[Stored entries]
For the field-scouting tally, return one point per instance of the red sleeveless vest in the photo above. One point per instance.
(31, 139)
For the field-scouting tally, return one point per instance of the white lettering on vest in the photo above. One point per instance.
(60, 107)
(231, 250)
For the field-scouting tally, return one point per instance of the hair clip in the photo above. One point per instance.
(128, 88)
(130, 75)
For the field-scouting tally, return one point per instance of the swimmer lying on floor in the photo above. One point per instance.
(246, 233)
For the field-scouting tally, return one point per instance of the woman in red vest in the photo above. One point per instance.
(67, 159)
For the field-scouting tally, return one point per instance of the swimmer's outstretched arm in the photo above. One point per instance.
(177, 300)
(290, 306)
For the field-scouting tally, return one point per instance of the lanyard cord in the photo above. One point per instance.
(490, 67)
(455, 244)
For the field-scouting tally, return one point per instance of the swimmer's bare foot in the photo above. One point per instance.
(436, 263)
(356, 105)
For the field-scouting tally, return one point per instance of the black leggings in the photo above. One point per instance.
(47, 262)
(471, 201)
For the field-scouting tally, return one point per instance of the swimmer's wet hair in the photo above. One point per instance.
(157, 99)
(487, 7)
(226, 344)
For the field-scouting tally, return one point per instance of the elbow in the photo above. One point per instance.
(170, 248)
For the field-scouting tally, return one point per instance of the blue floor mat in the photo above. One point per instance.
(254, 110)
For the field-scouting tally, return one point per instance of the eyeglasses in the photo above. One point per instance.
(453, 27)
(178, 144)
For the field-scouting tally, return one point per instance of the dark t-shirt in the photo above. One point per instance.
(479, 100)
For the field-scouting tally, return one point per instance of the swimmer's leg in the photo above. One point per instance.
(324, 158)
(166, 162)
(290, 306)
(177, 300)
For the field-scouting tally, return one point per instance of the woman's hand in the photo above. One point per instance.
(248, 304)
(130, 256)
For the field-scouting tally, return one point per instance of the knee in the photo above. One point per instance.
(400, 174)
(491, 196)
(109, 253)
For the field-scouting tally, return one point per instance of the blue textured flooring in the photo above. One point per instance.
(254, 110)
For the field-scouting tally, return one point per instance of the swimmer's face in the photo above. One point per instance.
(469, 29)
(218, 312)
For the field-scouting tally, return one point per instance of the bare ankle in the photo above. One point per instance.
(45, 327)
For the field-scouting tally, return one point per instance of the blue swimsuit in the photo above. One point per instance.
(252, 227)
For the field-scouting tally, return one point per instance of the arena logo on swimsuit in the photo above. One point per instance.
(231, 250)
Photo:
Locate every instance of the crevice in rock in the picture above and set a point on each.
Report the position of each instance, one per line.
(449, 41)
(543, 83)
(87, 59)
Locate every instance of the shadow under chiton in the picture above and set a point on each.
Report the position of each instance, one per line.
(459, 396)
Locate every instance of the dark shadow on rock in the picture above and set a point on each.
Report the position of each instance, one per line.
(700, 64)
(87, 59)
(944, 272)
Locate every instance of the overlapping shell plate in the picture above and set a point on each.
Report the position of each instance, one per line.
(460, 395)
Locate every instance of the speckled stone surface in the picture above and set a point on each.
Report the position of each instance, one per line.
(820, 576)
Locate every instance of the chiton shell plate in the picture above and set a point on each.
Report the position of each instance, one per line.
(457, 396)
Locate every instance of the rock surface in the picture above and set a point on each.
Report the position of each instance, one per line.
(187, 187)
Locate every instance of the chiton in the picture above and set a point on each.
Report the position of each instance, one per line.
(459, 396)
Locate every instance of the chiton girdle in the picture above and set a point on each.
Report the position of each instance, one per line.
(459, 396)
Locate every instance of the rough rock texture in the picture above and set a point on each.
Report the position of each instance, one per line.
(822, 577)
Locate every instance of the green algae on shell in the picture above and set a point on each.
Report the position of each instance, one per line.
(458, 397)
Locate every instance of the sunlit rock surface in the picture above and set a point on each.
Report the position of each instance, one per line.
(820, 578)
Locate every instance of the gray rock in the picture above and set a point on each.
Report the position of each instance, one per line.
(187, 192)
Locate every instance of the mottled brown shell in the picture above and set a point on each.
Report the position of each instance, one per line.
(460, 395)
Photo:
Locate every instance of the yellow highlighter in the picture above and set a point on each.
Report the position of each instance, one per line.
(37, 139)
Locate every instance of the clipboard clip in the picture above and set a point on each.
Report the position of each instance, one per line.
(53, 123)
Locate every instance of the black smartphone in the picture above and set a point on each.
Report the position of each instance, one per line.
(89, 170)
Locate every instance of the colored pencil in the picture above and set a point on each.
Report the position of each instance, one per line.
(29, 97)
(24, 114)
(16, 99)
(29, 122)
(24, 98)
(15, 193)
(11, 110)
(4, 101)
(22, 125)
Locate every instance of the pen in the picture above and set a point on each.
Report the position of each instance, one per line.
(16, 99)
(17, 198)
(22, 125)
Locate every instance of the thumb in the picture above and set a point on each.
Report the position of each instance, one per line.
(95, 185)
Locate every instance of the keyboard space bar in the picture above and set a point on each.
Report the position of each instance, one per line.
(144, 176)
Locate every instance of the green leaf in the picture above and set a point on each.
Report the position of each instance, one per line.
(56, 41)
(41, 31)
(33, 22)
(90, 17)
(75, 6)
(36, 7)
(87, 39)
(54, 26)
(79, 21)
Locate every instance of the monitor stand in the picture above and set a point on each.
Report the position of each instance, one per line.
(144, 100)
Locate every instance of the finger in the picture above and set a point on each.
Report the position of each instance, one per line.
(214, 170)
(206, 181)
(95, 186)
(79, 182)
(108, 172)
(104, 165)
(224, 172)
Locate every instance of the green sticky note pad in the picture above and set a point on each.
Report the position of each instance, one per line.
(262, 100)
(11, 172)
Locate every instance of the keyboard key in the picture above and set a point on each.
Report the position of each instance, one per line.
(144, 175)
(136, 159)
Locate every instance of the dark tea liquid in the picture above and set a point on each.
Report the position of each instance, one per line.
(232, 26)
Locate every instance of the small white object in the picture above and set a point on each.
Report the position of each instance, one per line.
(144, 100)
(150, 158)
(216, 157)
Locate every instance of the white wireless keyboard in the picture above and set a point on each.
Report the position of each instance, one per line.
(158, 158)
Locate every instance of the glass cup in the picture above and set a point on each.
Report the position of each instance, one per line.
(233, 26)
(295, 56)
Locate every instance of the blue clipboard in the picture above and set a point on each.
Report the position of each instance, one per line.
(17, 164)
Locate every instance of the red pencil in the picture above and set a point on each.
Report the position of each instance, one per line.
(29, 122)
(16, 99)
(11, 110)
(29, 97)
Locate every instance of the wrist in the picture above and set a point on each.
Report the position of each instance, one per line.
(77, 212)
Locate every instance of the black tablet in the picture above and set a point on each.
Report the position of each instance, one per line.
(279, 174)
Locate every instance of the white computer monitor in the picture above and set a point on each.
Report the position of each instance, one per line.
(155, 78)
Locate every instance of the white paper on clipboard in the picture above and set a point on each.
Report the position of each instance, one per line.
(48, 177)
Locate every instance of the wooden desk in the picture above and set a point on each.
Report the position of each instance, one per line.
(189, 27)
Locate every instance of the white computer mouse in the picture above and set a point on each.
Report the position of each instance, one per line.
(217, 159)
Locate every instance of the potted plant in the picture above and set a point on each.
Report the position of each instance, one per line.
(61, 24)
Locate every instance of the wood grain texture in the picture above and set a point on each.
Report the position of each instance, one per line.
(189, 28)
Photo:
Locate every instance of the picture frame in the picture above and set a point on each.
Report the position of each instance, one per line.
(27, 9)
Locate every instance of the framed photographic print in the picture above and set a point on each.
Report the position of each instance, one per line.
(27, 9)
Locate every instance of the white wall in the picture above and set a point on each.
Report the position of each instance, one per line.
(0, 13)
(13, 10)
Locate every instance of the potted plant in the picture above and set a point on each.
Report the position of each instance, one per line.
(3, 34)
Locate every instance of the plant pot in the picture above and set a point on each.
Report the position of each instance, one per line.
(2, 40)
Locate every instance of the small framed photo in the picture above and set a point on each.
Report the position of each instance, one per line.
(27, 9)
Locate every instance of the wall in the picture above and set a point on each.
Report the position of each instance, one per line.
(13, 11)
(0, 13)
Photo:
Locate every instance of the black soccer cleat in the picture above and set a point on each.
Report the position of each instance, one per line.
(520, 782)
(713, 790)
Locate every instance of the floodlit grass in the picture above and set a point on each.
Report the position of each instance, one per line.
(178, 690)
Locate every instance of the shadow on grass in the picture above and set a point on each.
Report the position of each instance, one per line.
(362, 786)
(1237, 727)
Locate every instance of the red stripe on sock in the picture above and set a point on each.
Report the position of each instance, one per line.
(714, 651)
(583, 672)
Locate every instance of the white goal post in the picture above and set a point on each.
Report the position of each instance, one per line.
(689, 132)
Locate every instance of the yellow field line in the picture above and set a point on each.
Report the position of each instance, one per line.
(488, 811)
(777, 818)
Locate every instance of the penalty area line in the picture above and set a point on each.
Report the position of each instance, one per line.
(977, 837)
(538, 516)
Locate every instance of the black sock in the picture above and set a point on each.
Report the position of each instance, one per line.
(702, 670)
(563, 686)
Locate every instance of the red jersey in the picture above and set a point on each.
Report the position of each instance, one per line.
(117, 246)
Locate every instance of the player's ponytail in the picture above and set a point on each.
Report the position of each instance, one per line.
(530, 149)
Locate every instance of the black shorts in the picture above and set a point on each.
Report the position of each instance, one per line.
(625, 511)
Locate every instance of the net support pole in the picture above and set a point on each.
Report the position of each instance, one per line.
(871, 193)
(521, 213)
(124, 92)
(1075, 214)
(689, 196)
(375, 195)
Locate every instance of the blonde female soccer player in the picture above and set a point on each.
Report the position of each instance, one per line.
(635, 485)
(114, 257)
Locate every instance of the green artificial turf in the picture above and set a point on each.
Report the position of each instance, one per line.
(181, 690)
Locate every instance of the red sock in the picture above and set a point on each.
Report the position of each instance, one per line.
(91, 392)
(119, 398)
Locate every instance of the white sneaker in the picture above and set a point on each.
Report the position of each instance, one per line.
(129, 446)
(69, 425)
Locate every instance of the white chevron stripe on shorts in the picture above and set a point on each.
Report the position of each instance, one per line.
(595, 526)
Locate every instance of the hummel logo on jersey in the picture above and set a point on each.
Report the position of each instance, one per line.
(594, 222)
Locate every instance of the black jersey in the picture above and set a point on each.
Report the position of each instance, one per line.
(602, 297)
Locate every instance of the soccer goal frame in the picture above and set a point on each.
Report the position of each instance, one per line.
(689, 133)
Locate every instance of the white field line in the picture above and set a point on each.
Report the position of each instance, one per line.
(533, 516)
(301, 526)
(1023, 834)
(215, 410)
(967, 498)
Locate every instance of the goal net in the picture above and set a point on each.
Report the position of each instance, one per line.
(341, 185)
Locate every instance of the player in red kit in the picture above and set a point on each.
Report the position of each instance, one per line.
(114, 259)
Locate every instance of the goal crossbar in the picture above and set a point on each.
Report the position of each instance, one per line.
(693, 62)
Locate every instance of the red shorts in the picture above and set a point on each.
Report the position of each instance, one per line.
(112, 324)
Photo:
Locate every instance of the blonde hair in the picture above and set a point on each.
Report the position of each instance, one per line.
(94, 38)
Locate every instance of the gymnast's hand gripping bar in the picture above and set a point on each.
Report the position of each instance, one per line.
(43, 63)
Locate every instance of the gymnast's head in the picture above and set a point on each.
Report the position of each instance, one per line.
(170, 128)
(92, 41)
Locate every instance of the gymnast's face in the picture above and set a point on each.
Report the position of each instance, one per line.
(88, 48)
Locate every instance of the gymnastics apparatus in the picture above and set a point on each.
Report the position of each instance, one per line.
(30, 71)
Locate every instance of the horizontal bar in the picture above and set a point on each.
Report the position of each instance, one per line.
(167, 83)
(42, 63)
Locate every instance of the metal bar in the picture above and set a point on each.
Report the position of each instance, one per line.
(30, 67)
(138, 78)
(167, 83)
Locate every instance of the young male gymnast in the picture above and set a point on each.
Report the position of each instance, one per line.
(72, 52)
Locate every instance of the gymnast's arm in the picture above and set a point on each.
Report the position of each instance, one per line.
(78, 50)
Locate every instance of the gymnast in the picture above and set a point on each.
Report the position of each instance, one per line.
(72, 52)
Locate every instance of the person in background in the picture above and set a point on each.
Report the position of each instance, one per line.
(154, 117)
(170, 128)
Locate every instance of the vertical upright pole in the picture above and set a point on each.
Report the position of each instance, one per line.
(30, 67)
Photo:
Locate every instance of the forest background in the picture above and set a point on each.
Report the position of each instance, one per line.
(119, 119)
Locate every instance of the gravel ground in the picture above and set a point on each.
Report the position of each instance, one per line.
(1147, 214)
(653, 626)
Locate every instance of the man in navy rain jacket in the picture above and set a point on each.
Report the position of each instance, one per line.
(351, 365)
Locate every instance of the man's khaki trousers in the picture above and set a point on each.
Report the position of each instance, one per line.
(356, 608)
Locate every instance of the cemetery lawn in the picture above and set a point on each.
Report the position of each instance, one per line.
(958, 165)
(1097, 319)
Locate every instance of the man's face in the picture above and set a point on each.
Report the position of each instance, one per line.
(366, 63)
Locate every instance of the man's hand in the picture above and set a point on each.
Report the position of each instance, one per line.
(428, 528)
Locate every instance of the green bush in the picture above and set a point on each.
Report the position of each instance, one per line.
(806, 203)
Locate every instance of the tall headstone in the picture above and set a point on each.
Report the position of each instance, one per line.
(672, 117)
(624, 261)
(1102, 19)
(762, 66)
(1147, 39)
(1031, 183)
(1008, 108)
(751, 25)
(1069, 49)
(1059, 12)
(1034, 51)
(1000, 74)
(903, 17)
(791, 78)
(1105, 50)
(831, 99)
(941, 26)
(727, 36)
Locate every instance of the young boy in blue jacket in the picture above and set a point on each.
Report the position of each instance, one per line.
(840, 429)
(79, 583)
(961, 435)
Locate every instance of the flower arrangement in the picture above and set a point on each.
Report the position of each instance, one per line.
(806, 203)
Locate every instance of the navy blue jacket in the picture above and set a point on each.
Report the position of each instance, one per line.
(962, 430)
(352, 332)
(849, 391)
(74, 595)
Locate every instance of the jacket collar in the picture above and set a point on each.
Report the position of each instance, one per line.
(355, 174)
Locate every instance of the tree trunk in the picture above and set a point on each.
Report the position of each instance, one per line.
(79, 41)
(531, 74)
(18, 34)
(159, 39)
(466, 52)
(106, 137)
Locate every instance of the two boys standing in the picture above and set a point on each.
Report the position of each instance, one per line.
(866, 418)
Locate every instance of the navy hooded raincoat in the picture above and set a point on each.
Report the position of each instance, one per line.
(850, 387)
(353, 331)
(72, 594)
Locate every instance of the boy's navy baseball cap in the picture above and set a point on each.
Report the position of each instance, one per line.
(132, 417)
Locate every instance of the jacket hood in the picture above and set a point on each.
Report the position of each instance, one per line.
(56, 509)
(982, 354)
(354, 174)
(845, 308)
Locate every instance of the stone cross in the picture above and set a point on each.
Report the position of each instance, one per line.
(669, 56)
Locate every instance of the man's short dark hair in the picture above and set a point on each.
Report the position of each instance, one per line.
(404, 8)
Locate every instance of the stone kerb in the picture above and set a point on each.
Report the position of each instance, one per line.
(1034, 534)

** Action item **
Above this instruction are the records; retype exactly the lines from the one containing "Locate every instance of the red stripe" up to and including the one containing "Locate every instance of the red sock".

** Answer to the exercise **
Locate every instance of the red stripe on sock in the picture above and set a point on each.
Report the position of each instance, one per line.
(714, 651)
(583, 672)
Locate every instance of the white goal post in the picture above and set a point on each.
Report the position of each instance, one per line.
(689, 132)
Locate every instance of the yellow field line in the picture above and set a point on each.
Report the position of each instance, one per line.
(488, 811)
(777, 818)
Locate every instance of the penalty area line in the picture above and set a point on each.
Report the position of each instance, one per line.
(977, 837)
(538, 516)
Locate every instance of the black sock in the picture above and set a point on each.
Report the position of each instance, one per line.
(702, 670)
(563, 686)
Locate every instance of the red jersey in the picture above and set a point on each.
Report the position of each instance, one per line.
(117, 246)
Locate every instance of the player's ponytail in the picture above and set a point on each.
Report the position of each instance, one per line.
(530, 149)
Locate every instance of the black shorts in the picture above and set a point on each.
Report the position of each instance, one per line.
(625, 511)
Locate every instance of the net support pole in the picture above and set a point on each.
Report the position of each instance, one per line.
(871, 193)
(521, 213)
(124, 92)
(1075, 214)
(689, 196)
(375, 195)
Locate every instance of the blonde female soccer player in the picture above and set a point on each.
Report the position of each instance, one per line.
(635, 485)
(114, 257)
Locate every instance of the green artificial turf in the picture above and set a point on each.
Report the position of each instance, one per line.
(181, 690)
Locate every instance of the red sock in the picture above and set a point on each.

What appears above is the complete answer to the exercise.